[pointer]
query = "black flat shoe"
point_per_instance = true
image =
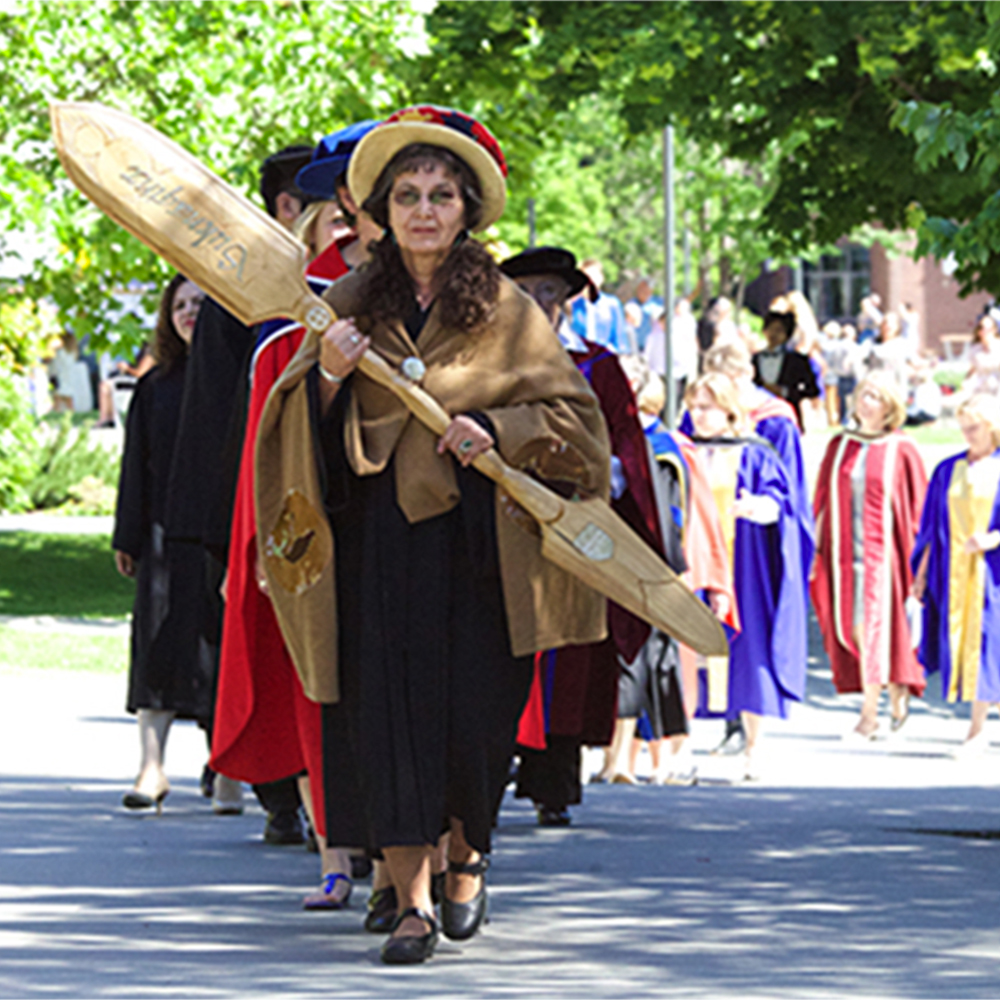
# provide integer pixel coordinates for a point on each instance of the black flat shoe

☆ ☆ ☆ ☆

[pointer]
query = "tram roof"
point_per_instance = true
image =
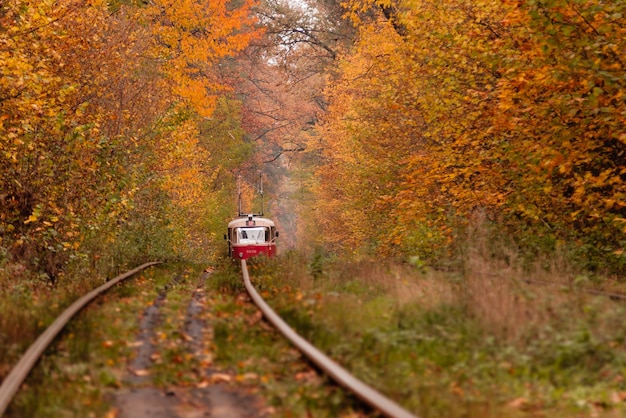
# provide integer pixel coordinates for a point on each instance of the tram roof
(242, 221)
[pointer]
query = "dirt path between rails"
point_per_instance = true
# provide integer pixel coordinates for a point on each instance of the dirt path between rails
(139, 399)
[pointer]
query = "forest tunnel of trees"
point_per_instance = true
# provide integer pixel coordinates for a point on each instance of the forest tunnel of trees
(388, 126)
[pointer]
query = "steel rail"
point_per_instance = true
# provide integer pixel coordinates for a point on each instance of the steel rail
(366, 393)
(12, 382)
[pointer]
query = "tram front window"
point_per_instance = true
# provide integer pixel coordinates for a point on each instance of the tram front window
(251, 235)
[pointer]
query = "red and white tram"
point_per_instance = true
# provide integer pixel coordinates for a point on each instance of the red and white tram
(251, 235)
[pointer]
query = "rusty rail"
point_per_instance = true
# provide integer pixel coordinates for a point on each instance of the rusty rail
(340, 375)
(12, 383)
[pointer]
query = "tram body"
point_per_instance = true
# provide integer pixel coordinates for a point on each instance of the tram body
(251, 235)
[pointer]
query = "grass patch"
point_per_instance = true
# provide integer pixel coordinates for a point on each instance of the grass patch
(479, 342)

☆ ☆ ☆ ☆

* Exercise directions:
Count the lines in the records that include the word "coordinates", and reply with that number alone.

* Answer below:
10